### WHAT YOU ARE ASKED TO DO
Answer these about the passage on RNA helicases below:
1. Which family of RNA helicases does it name?
2. Besides a double-stranded RNA, what might the substrate be?
3. What two other names do some investigators give these proteins?

### DOCUMENT SEGMENT
BEGIN

In addition to functioning as genetic transcripts, RNA molecules play structural and even catalytic roles. Depending on their specific cellular roles, RNA molecules can be largely single stranded or adopt specific tertiary structures. A variety of proteins are necessary to assure the correct folding of RNA molecules and to maintain or modify their specific secondary or tertiary structures. Among these proteins are the RNA helicases of the DEAD-box family and related families (de la Cruz et al., Trends Biochem. Sci., 1999, 24, 192-198). These are involved in various aspects of RNA metabolism, including nuclear transcription, pre-mRNA splicing, ribosome biogenesis, nucleocytoplasmic transport, translation, RNA decay and gene expression. Although generally assumed to be a double-stranded RNA, the substrate might also be an RNA-protein complex. Some investigators therefore refer to these proteins as RNA-dependent NTPases or RNA unwindases, to distinguish them from the processive DNA helicases (de la Cruz et al., Trends Biochem. Sci., 1999, 24, 192-198).

END

### DATASET

BEGIN

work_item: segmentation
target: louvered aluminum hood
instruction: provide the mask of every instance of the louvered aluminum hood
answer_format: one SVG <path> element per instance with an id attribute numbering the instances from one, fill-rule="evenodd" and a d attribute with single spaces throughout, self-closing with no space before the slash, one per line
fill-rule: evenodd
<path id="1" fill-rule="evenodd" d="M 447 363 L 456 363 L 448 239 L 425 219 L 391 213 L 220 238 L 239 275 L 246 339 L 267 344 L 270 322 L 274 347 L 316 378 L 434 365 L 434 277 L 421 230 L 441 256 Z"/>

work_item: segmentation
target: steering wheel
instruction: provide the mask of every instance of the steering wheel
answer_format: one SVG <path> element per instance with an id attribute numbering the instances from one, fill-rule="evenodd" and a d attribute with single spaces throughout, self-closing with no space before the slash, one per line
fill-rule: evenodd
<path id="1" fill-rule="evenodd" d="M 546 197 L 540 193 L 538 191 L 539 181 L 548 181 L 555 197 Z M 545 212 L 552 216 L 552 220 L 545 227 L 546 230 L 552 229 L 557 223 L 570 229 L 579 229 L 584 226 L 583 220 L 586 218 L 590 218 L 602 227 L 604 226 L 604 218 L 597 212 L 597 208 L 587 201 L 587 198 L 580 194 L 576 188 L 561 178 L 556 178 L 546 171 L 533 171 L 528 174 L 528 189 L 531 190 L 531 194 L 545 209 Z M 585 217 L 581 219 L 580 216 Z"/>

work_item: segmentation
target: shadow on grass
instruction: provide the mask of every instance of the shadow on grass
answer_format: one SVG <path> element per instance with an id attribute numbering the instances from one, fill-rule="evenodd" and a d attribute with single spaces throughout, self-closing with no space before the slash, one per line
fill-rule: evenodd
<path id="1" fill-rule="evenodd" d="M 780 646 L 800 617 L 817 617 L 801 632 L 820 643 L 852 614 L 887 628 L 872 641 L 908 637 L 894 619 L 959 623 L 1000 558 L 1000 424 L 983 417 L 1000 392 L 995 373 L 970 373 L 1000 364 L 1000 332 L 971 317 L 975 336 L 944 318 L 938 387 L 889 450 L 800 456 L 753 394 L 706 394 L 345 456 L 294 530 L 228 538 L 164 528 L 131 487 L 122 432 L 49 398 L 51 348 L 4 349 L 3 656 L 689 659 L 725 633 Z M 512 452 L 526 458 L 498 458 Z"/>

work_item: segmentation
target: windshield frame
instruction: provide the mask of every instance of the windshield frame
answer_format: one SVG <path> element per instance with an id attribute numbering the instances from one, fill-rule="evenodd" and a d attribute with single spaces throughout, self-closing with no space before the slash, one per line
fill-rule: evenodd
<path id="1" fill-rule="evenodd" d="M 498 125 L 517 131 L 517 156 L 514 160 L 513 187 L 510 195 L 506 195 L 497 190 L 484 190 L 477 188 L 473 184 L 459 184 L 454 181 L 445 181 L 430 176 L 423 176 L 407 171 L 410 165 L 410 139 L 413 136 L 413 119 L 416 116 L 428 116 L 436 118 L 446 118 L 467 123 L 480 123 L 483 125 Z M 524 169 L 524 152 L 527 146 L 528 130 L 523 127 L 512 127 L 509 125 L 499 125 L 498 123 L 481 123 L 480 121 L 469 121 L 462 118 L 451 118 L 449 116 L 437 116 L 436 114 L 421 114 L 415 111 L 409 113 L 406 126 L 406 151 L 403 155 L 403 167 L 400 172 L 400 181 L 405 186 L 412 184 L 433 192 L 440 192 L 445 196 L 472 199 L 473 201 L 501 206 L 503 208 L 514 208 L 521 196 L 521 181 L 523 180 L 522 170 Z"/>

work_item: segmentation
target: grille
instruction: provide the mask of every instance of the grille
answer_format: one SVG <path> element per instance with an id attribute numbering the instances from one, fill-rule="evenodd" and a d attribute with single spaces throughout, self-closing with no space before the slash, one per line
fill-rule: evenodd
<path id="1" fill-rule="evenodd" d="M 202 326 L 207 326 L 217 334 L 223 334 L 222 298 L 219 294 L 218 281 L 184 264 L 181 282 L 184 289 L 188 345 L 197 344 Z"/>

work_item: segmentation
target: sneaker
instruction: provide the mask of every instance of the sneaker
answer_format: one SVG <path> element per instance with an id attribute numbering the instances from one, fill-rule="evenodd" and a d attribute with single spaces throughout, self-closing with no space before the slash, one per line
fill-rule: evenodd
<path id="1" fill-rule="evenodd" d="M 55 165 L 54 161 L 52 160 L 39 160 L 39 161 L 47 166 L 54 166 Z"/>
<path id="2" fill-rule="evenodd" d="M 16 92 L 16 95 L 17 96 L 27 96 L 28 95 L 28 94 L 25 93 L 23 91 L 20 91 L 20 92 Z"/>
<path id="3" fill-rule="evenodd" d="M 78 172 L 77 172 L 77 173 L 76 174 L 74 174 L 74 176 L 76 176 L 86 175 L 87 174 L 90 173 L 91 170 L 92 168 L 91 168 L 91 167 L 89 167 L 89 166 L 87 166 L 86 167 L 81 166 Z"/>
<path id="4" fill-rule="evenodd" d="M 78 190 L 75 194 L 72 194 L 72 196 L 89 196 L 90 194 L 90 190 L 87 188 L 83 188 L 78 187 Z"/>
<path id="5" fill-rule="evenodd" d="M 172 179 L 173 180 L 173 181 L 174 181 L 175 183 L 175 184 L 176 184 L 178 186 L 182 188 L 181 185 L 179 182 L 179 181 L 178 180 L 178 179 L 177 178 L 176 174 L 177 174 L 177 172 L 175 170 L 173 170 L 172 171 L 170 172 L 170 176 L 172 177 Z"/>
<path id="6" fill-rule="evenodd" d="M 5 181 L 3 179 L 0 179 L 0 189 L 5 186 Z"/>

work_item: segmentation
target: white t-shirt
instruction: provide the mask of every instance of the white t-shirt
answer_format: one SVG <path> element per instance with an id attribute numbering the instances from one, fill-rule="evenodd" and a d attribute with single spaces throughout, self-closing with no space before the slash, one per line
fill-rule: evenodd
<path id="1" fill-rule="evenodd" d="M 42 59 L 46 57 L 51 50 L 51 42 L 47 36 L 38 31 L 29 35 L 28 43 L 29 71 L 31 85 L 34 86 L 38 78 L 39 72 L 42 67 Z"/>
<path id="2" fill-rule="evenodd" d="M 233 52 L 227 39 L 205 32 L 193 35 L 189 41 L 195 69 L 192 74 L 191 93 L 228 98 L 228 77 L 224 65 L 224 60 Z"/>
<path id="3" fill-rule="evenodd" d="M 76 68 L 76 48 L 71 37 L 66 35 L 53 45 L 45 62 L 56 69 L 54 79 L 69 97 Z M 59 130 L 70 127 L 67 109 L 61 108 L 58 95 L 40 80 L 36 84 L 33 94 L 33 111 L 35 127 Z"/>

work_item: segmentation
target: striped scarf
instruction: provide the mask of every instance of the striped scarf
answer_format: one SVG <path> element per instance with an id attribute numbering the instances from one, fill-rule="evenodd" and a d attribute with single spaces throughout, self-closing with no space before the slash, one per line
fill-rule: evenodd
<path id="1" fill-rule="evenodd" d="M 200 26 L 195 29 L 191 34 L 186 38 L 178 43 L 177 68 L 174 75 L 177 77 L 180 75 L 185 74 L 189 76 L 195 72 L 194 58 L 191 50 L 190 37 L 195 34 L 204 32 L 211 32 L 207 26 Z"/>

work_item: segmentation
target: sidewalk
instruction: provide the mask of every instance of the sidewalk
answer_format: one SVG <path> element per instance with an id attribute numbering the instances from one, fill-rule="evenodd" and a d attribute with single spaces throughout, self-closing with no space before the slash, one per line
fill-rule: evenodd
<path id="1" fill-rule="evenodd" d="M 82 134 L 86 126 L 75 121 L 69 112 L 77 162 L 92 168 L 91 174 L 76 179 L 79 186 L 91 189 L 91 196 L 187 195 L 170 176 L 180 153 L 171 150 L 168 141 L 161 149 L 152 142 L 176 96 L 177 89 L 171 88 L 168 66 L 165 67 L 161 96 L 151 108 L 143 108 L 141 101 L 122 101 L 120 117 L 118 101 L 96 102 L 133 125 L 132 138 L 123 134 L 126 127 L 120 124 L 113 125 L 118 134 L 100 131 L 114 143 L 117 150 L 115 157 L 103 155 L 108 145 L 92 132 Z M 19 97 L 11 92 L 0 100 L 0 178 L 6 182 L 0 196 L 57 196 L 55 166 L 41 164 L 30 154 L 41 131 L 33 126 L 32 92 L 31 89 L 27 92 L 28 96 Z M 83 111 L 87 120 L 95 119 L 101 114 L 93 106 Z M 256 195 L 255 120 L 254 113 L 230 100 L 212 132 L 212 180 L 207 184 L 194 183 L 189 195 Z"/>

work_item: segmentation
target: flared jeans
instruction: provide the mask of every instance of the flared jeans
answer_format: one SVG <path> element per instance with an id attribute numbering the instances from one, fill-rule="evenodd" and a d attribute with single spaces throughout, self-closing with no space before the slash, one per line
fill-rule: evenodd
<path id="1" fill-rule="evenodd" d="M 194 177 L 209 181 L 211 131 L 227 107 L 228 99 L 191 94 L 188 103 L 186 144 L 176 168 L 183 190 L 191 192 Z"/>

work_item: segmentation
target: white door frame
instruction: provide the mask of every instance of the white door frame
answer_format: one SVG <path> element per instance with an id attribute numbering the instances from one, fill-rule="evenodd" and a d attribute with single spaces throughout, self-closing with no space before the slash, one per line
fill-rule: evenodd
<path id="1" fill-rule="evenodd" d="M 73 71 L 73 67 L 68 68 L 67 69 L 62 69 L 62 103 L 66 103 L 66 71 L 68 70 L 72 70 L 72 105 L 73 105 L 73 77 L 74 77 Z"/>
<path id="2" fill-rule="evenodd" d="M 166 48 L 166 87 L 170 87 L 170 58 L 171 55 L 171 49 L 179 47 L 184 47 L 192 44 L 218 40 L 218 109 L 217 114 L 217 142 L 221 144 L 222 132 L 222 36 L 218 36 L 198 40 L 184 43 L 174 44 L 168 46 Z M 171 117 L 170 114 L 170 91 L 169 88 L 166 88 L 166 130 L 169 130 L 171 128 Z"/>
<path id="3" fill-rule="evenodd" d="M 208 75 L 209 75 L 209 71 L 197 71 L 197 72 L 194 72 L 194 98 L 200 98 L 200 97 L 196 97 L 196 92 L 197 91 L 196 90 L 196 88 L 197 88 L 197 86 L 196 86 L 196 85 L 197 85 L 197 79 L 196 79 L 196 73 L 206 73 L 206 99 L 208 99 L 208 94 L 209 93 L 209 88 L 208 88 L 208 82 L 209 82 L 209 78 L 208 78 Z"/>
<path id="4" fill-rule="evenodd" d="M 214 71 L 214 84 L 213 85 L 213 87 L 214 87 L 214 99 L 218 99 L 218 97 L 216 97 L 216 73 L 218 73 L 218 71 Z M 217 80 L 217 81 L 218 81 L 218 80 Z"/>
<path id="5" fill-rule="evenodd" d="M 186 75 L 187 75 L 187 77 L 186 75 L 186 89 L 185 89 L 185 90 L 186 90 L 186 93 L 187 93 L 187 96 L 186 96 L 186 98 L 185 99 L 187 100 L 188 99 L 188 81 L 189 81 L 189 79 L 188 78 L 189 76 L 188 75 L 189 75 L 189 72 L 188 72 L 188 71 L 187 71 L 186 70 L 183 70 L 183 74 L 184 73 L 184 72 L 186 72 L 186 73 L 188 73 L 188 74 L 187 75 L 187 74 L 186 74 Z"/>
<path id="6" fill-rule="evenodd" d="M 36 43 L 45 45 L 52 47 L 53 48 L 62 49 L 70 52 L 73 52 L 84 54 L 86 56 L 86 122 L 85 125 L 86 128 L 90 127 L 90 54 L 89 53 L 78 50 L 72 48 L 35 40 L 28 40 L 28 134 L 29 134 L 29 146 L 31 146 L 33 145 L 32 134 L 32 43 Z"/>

END

### RESPONSE BELOW
1. The DEAD-box family
2. An RNA-protein complex
3. RNA-dependent NTPases and RNA unwindases